Material for the task section start
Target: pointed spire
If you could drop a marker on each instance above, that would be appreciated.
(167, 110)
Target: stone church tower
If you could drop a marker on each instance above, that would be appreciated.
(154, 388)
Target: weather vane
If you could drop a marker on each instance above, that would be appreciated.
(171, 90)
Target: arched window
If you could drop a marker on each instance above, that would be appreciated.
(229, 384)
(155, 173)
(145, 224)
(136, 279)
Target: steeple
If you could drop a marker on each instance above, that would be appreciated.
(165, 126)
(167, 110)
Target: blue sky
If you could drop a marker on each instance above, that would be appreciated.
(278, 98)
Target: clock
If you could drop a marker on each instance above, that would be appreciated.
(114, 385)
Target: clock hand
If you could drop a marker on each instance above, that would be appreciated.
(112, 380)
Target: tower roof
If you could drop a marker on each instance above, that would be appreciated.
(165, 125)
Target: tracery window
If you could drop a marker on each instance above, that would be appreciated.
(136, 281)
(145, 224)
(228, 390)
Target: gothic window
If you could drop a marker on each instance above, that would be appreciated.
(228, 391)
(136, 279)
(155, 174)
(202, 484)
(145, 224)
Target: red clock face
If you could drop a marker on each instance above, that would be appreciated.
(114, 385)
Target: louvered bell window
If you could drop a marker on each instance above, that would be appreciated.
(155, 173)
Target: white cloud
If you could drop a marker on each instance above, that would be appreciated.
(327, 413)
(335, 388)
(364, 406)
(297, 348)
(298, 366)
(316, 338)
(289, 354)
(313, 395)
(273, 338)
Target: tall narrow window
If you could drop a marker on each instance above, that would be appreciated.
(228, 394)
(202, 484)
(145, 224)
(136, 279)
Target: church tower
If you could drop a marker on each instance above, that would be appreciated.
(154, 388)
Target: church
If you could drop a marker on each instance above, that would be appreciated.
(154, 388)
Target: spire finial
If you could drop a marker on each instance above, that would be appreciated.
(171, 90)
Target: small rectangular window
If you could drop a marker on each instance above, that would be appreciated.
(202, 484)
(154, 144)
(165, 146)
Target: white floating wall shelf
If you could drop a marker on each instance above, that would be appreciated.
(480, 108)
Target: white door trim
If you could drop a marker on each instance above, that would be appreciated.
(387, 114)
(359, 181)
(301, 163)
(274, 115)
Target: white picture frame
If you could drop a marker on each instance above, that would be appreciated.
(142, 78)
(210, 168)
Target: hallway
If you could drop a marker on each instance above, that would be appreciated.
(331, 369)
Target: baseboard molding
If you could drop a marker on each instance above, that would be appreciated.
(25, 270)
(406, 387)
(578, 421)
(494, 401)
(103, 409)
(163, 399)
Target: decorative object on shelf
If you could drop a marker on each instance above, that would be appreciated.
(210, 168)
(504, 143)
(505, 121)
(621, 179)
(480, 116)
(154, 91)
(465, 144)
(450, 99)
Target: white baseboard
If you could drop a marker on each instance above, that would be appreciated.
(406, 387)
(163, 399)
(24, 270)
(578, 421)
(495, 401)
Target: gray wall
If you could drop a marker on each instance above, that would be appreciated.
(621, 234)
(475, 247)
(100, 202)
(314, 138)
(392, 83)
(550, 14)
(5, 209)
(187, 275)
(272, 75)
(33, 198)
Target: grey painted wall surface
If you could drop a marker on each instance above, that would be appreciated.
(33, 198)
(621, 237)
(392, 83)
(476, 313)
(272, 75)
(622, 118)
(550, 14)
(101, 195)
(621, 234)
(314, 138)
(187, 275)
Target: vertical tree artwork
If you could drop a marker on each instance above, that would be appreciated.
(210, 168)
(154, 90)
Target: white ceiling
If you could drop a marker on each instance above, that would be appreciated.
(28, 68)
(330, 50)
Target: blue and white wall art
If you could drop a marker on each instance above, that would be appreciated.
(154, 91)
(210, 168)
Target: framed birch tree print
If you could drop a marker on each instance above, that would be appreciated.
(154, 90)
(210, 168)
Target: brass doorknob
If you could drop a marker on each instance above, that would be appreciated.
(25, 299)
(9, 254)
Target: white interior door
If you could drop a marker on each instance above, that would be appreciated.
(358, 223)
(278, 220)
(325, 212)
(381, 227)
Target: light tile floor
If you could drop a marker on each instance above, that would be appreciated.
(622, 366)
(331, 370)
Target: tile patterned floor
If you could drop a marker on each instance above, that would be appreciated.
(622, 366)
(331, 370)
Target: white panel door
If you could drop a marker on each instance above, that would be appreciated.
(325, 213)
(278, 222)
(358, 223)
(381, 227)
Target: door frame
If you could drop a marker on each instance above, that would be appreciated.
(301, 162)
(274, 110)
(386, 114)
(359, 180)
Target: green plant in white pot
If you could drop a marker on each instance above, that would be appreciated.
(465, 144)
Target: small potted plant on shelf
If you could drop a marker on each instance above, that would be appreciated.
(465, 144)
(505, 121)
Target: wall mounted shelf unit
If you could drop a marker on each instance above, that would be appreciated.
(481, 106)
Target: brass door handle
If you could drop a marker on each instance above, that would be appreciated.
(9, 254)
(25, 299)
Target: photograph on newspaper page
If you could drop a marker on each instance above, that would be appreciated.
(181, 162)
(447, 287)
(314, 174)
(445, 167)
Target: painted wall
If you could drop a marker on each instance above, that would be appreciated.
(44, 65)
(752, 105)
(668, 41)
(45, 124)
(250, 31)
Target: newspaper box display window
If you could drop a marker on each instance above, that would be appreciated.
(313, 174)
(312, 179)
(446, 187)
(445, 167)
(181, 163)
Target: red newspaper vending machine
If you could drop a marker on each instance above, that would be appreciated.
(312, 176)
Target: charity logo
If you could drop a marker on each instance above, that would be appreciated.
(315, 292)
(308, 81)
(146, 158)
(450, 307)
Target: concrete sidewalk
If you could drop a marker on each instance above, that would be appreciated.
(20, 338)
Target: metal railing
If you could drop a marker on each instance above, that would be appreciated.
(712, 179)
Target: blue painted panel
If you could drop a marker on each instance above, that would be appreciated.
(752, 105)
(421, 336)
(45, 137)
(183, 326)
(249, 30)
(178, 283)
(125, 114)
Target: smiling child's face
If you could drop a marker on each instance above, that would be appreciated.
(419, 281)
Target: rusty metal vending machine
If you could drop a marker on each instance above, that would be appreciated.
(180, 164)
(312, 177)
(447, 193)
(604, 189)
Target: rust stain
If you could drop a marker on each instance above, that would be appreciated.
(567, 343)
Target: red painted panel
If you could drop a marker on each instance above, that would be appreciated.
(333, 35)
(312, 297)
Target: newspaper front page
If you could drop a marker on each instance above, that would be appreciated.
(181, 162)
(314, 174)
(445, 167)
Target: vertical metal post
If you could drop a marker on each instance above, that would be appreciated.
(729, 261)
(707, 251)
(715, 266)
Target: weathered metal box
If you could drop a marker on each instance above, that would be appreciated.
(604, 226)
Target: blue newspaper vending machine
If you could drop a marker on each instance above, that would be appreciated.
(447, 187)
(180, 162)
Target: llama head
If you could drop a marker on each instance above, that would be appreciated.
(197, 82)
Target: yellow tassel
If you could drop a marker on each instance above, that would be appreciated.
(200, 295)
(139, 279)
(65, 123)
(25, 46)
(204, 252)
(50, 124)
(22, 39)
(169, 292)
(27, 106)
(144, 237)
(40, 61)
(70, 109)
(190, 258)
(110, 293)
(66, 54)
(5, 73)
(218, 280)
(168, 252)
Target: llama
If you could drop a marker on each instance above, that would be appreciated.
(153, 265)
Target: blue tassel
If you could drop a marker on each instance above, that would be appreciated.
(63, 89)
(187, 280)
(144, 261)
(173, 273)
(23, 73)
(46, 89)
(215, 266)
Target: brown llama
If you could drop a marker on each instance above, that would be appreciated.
Material for the task section end
▶ _Exercise directions_: Would you restate each of the entries word for word?

▶ _Final answer_:
Target: pointed spire
If you could drop a marker on each instance above, that would be appreciated.
(167, 110)
Target: stone church tower
If you could drop a marker on each instance above, that would be appreciated.
(154, 388)
Target: weather vane
If you could drop a marker on each instance above, that would be appreciated.
(171, 90)
Target: arched window
If you could drop a marker on each instance above, that would be appreciated.
(229, 384)
(155, 173)
(145, 224)
(136, 279)
Target: steeple
If you could drop a marker on each instance above, that would be appreciated.
(165, 126)
(167, 110)
Target: blue sky
If you could drop a marker on each instance above, that would be appreciated.
(278, 98)
Target: clock
If you could drop a marker on each instance above, that would be appreciated.
(114, 385)
Target: clock hand
If you could drop a marker on each instance above, that would be appreciated.
(112, 380)
Target: tower roof
If you could drop a marker on each instance above, that would be appreciated.
(165, 125)
Target: tracery window
If you could drop a marker on each instance above, that would be appreciated.
(136, 281)
(145, 224)
(228, 390)
Target: gothic window
If you could drop a marker on each instance above, that would be appreciated.
(228, 391)
(136, 279)
(155, 174)
(202, 484)
(145, 224)
Target: red clock face
If you could drop a marker on each instance above, that would be appreciated.
(114, 385)
Target: louvered bell window
If you could drop a marker on each instance above, that would be appreciated.
(155, 173)
Target: white cloud
If you could drop a marker on each instance above, that would be appreciated.
(327, 413)
(335, 388)
(364, 406)
(297, 348)
(298, 366)
(316, 338)
(289, 354)
(313, 395)
(273, 338)
Target: tall narrow window
If you could drop a marker on each instance above, that would be appreciated.
(228, 394)
(202, 484)
(145, 224)
(136, 279)
Target: church tower
If you could drop a marker on each instance above, that would be appreciated.
(154, 388)
Target: church
If you could drop a marker on each instance above, that would be appreciated.
(154, 388)
Target: spire finial
If you could drop a marker on each instance above, that would be appreciated.
(171, 90)
Target: small rectangular window
If you could drop a marker on each instance above, that would be appreciated.
(202, 484)
(154, 144)
(165, 146)
Target: white floating wall shelf
If you could drop a marker on each instance above, that would be appreciated.
(480, 108)
Target: white door trim
If you could drop a marker on each instance above, that would be appreciated.
(387, 114)
(359, 181)
(301, 163)
(274, 115)
Target: white picture frame
If you could drop a marker on each instance above, that would be appreciated.
(142, 78)
(210, 168)
Target: hallway
If you could drop a marker on each instance above, that would be appreciated.
(331, 369)
Target: baseboard molding
If you could drop a marker on each instance above, that would be appreciated.
(25, 270)
(406, 387)
(578, 421)
(494, 401)
(103, 409)
(163, 399)
Target: decorative object on shelf
If you could drop a marker on each instance above, that would be appreciated.
(210, 168)
(504, 143)
(505, 121)
(621, 179)
(480, 116)
(154, 91)
(465, 144)
(450, 99)
Target: white baseboard
If you could drop a marker on each instance above, that would be appreciated.
(406, 387)
(163, 399)
(24, 270)
(578, 421)
(495, 401)
Target: gray wall
If you could drop a marker on each instance above, that would be appreciated.
(621, 234)
(475, 247)
(100, 202)
(314, 138)
(392, 83)
(550, 14)
(5, 209)
(187, 275)
(272, 75)
(33, 198)
Target: grey painted wall surface
If you could drop a marker on each instance above, that would be appreciated.
(33, 198)
(621, 237)
(392, 83)
(476, 313)
(272, 75)
(622, 118)
(550, 14)
(101, 195)
(621, 234)
(314, 138)
(187, 275)
Target: vertical tree artwork
If you could drop a marker on each instance above, that would be appreciated.
(210, 168)
(154, 90)
Target: white ceiling
If you could drop a marker on each instance above, that would be appreciated.
(28, 68)
(330, 50)
Target: blue and white wall art
If you could drop a marker on each instance above, that would be appreciated.
(154, 91)
(210, 168)
Target: framed birch tree print
If you could drop a marker on each instance above, that would be appreciated.
(154, 90)
(210, 168)
Target: brass doorknob
If you could drop a marker on each instance above, that would be appreciated.
(25, 299)
(9, 254)
Target: white interior door
If you could drop a marker on each instance above, that would be appreciated.
(358, 223)
(278, 220)
(325, 212)
(381, 227)
Target: light tile floor
If you could drop a marker on each instance above, that would be appreciated.
(622, 366)
(331, 370)
Target: tile patterned floor
If you could drop a marker on each instance above, that would be appreciated.
(622, 366)
(331, 370)
Target: white panel door
If you could drop a marker on each instance above, that would be appreciated.
(325, 213)
(278, 222)
(358, 223)
(381, 227)
Target: door frame
If you could drop a marker on each instance above, that would be appreciated.
(301, 162)
(274, 110)
(386, 114)
(359, 180)
Target: green plant in white pot
If you could drop a marker on each instance above, that would be appreciated.
(465, 144)
Target: small potted plant on shelf
If you could drop a marker on each instance above, that would be appreciated.
(465, 144)
(505, 121)
Target: wall mounted shelf unit
If you could drop a marker on each instance above, that would be appreciated.
(481, 106)
Target: brass door handle
If you could drop a marker on each instance above, that would be appreciated.
(9, 254)
(25, 299)
Target: photograph on newspaper page
If you could drop a marker on each instance above, that would be appreciated.
(181, 162)
(447, 287)
(314, 174)
(445, 167)
Target: painted wall
If you could drop a marker on each instance above, that would be appreciated.
(44, 65)
(752, 105)
(668, 41)
(45, 124)
(250, 31)
Target: newspaper box display window
If you could drop a marker on each instance above, that would be appreciated.
(313, 174)
(312, 179)
(446, 187)
(445, 167)
(181, 163)
Target: red newspaper vending machine
If you could drop a marker on each instance above, that would be appreciated.
(312, 176)
Target: charity logo
If you could drop a marker on each instance above, that would be appreciated.
(315, 292)
(308, 81)
(146, 158)
(450, 307)
Target: concrete sidewalk
If you could drop a marker on each instance above, that would be appreciated.
(20, 338)
Target: metal railing
If you could drop a marker on each instance above, that would be appreciated.
(712, 179)
Target: blue painted panel
If you could drop a marker on each instance above, that would be appreciated.
(752, 105)
(421, 336)
(45, 137)
(183, 326)
(249, 30)
(178, 283)
(125, 114)
Target: smiling child's face
If you could drop a marker on each instance above, that would be appreciated.
(419, 281)
Target: rusty metal vending machine
If you could drop a marker on each instance above, that would be appreciated.
(180, 164)
(312, 177)
(447, 193)
(604, 189)
Target: rust stain
If you could drop a marker on each instance above, that would be appreciated.
(567, 343)
Target: red painted panel
If you could drop a marker on each instance above, that would be appreciated.
(333, 35)
(312, 297)
Target: newspaper front page
If you could drop a marker on each instance above, that would be appreciated.
(181, 162)
(314, 174)
(445, 167)
Target: vertical metal post
If you could drop a marker on each instance above, that would be appreciated.
(729, 261)
(707, 251)
(715, 266)
Target: weathered metal box
If you could drop a marker on each instance above, that would be appreciated.
(604, 226)
Target: blue newspaper vending machine
If you could drop a marker on each instance above, that would be appreciated.
(447, 187)
(180, 162)
Target: llama head
If you could drop a marker on each instance above, that would be appreciated.
(197, 82)
Target: yellow tassel
If you could drop a marker on each instance above, that would be appreciated.
(200, 295)
(139, 279)
(65, 123)
(25, 46)
(204, 252)
(50, 124)
(22, 39)
(169, 292)
(27, 106)
(144, 237)
(40, 61)
(70, 109)
(190, 258)
(110, 293)
(66, 54)
(5, 73)
(218, 280)
(168, 252)
Target: llama
If you could drop a marker on each instance above, that would be appreciated.
(153, 265)
Target: blue tassel
If you could drop a marker on each instance above, that would be appreciated.
(63, 89)
(187, 280)
(144, 261)
(173, 273)
(23, 73)
(46, 89)
(215, 266)
Target: brown llama
If you could drop a marker on each instance above, that would be appreciated.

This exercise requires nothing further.